*EXERCISE OBJECTIVE*
Set the entries down once more, exactly as they are worded.

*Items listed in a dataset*
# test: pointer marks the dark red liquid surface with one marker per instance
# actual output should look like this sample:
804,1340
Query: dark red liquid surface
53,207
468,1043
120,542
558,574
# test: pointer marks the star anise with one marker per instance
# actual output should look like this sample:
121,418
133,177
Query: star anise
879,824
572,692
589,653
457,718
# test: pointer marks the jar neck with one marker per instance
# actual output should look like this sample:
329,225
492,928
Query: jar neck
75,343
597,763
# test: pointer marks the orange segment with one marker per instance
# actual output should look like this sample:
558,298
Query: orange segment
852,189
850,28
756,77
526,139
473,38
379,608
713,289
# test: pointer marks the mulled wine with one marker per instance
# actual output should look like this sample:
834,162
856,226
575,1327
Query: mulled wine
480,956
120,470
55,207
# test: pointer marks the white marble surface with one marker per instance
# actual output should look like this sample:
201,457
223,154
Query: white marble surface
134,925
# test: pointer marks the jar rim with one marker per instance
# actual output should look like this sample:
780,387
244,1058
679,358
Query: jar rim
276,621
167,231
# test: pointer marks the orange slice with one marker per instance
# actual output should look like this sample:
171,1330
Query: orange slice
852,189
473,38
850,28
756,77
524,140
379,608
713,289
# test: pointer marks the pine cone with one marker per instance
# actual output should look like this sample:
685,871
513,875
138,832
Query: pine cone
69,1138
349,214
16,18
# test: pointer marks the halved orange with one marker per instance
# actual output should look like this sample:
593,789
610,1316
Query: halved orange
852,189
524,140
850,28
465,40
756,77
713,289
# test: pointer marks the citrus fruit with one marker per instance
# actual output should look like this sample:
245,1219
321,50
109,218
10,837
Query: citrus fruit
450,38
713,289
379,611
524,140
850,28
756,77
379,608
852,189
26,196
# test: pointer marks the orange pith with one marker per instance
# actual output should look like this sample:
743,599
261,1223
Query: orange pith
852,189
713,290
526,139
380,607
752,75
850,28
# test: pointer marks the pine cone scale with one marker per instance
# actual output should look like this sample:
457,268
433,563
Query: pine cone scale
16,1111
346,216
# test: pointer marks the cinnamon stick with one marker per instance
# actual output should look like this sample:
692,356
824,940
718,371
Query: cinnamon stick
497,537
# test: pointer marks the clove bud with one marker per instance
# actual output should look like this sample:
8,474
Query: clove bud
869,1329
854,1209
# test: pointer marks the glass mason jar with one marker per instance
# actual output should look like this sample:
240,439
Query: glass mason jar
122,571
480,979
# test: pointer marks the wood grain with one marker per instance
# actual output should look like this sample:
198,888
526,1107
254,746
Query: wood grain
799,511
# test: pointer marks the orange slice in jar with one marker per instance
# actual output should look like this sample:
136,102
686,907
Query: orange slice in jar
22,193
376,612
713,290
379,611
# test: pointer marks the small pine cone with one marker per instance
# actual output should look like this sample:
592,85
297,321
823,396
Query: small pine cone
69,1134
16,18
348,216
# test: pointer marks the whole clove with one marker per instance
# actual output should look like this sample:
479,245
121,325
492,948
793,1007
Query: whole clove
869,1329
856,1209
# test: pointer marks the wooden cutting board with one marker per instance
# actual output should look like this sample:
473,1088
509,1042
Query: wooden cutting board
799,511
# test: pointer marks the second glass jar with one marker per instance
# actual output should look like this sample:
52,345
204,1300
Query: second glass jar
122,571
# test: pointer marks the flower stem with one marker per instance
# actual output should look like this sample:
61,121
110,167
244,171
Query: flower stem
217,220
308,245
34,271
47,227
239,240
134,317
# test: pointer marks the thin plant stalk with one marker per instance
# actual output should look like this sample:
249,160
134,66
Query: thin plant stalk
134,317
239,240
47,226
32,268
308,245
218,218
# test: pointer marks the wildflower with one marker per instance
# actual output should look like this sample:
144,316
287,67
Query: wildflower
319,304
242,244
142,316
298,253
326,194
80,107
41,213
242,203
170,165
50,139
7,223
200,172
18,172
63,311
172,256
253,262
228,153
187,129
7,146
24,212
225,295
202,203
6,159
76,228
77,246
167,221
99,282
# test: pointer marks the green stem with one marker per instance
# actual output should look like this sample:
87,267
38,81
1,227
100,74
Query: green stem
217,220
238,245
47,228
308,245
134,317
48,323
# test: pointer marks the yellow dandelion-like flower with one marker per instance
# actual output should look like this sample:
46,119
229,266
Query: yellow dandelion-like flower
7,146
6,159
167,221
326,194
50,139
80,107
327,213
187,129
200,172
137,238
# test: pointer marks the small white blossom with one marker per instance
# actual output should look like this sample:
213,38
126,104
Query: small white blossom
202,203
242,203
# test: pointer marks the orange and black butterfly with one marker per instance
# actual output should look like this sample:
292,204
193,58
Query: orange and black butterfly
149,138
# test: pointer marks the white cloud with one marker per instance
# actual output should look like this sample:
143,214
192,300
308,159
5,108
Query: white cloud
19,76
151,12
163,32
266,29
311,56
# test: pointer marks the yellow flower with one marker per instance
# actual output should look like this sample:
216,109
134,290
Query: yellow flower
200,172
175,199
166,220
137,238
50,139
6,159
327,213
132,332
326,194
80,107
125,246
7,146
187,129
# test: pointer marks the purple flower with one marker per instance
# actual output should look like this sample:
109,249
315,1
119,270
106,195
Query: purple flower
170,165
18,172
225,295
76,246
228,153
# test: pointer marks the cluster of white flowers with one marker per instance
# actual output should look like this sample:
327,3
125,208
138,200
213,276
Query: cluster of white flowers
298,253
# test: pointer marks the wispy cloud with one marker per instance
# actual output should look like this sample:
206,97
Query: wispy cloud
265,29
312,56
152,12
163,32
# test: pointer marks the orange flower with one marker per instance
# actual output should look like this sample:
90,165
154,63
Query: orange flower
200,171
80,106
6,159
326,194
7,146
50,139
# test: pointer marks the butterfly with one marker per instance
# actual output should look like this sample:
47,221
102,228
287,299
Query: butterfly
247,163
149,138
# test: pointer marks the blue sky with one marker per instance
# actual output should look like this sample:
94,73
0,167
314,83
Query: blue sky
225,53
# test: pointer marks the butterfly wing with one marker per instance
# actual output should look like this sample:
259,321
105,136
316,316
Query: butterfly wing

*REPLY*
# test: pointer marks the dark red liquid surface with one marker per instance
# actual output should look like this sample:
804,1340
Query: dark red liquid surface
53,207
468,1043
120,542
558,574
# test: pointer marks the star anise with one marker per instance
# actual output should look like this sample:
121,418
133,177
Query: star anise
879,824
572,692
589,653
457,718
# test: pointer marks the jar neck with one marker per instance
# actual output should look like this sample:
329,225
492,928
Query: jar neck
75,343
597,763
# test: pointer marks the orange segment with one marker per instance
# actual output should look like this sample:
558,298
Query: orange segment
852,189
850,28
756,77
526,139
473,38
379,608
713,289
# test: pointer marks the mulled wine with one marker per instance
# actual output should look like this sample:
834,162
856,226
575,1327
Query: mulled wine
480,956
120,470
55,207
# test: pointer marks the white marble surface with one marker per instance
# actual output should look like this sample:
201,457
223,154
Query: white marble surface
134,925
# test: pointer marks the jar rim with one marker per instance
# actual output should look like this sample:
780,387
244,1058
679,358
Query: jar rim
276,621
167,231
# test: pointer marks the orange slice with one marker per instance
# actual output should look like this sample:
171,1330
Query: orange slice
852,189
473,38
850,28
756,77
524,140
379,608
713,289
# test: pointer marks the pine cone with one marker per instance
# actual output should look like this sample:
685,871
513,875
138,832
Query: pine cone
69,1138
349,214
16,18
# test: pointer marks the halved orange with one marker per instance
# actual output should look like this sample:
593,789
610,1316
Query: halved orange
852,189
524,140
850,28
465,40
756,77
713,289
# test: pointer marks the citrus fruit with one marker per instance
# actual output should look like this sample:
245,1219
321,50
109,218
10,837
Query: citrus fruit
450,38
713,289
379,611
524,140
850,28
756,77
379,608
852,189
26,196
# test: pointer marks the orange pith with one marker per instance
# actual output should look like this sample:
743,599
261,1223
Query: orange pith
852,189
713,290
526,139
380,607
752,75
850,28
# test: pointer marks the pine cone scale with one marker per instance
# actual output should look like this sample:
457,268
433,563
Query: pine cone scale
16,1111
346,216
# test: pointer marks the cinnamon stick with one marker per instance
# actual output should look like this sample:
692,356
824,940
718,371
Query: cinnamon stick
497,537
# test: pointer marks the clove bud with one marker per instance
# actual output should look like this sample:
8,474
Query: clove bud
869,1329
854,1209
# test: pointer marks the glass mason jar with one marker per instance
# actual output should look like this sample:
240,439
Query: glass mason jar
122,571
480,979
# test: pointer marks the wood grain with one marker per instance
# actual output should look like this sample:
198,888
526,1107
254,746
Query: wood grain
799,511
# test: pointer marks the orange slice in jar with one marker per instance
# actual output should look like this sample:
136,102
686,907
Query: orange slice in jar
22,193
376,612
713,290
379,611
# test: pointer marks the small pine cone with one marker per instance
# actual output should look like this sample:
592,85
297,321
823,396
Query: small pine cone
69,1134
16,18
348,216
# test: pointer marks the whole clove with one marker per instance
# actual output should look like this sample:
479,245
121,325
492,948
793,1007
Query: whole clove
869,1329
856,1209
# test: pointer marks the wooden cutting board with one marker per instance
# actual output should look like this sample:
473,1088
509,1042
Query: wooden cutting board
799,511
# test: pointer marks the second glass jar with one marker per instance
# actual output should look like this sample:
52,345
204,1300
Query: second glass jar
122,571
# test: pointer marks the flower stem with one marker per instance
# actual output should look like this sample:
61,121
110,167
244,171
Query: flower stem
217,220
308,245
34,271
47,227
239,240
134,317
# test: pointer marks the thin plant stalk with one marker per instance
# actual output should look like this sample:
249,160
134,66
Query: thin plant stalk
134,317
239,240
47,226
32,268
308,245
218,218
# test: pointer marks the wildflower with one marker per instance
# actual output should look like this sample:
144,316
287,67
Query: wildflower
319,304
242,244
142,316
298,253
326,194
80,107
41,213
242,203
170,165
50,139
7,223
200,172
18,172
63,311
172,256
253,262
228,153
187,129
7,146
24,212
225,295
202,203
6,159
76,228
77,246
167,221
99,282
# test: pointer marks the green stem with one marker per instance
# actual output should look like this sample:
87,267
38,81
1,227
100,74
Query: green stem
217,220
238,245
47,228
308,245
134,317
48,323
# test: pointer marks the yellow dandelion-like flower with one marker per instance
# actual output should look like this sample:
46,119
229,266
Query: yellow dandelion-like flower
7,146
6,159
167,221
326,194
50,139
80,107
327,213
187,129
200,172
137,238
# test: pointer marks the small white blossom with one marker per instance
# actual output should look like this sample:
213,38
126,104
Query: small white blossom
202,203
242,203
# test: pointer marks the orange and black butterfly with one marker per instance
# actual output should look like this sample:
292,204
193,58
Query: orange and black butterfly
149,138
# test: pointer marks the white cloud with one marker per instance
# actual output should look like this sample:
143,214
192,300
308,159
5,108
Query: white cloud
19,76
151,12
163,32
266,29
311,56
# test: pointer marks the yellow flower with one marker per instance
# actual output should look like this sample:
216,109
134,290
Query: yellow flower
200,172
175,199
166,220
137,238
50,139
6,159
327,213
132,332
326,194
80,107
125,246
7,146
187,129
# test: pointer marks the purple flower with one marker per instance
# actual output should look like this sample:
109,249
315,1
119,270
106,195
Query: purple flower
170,165
18,172
225,295
76,246
228,153
# test: pointer marks the cluster of white flowers with one marker per instance
# actual output should look like this sample:
327,3
125,208
138,200
213,276
Query: cluster of white flowers
298,253
# test: pointer marks the wispy cloud with one marker per instance
# actual output should look like this sample:
206,97
Query: wispy cloud
265,29
312,56
152,12
163,32
# test: pointer marks the orange flower with one marker per instance
# actual output should look like this sample:
90,165
154,63
Query: orange flower
200,171
80,106
6,159
326,194
7,146
50,139
# test: pointer marks the butterfly with one marker per instance
# actual output should look like this sample:
47,221
102,228
287,299
Query: butterfly
247,163
149,138
# test: pointer marks the blue sky with one marker per instance
# actual output should look like this sample:
94,73
0,167
314,83
Query: blue sky
225,53
# test: pointer marks the butterfly wing with one marker per instance
# actual output should look like this sample:
259,321
105,136
316,316
Query: butterfly wing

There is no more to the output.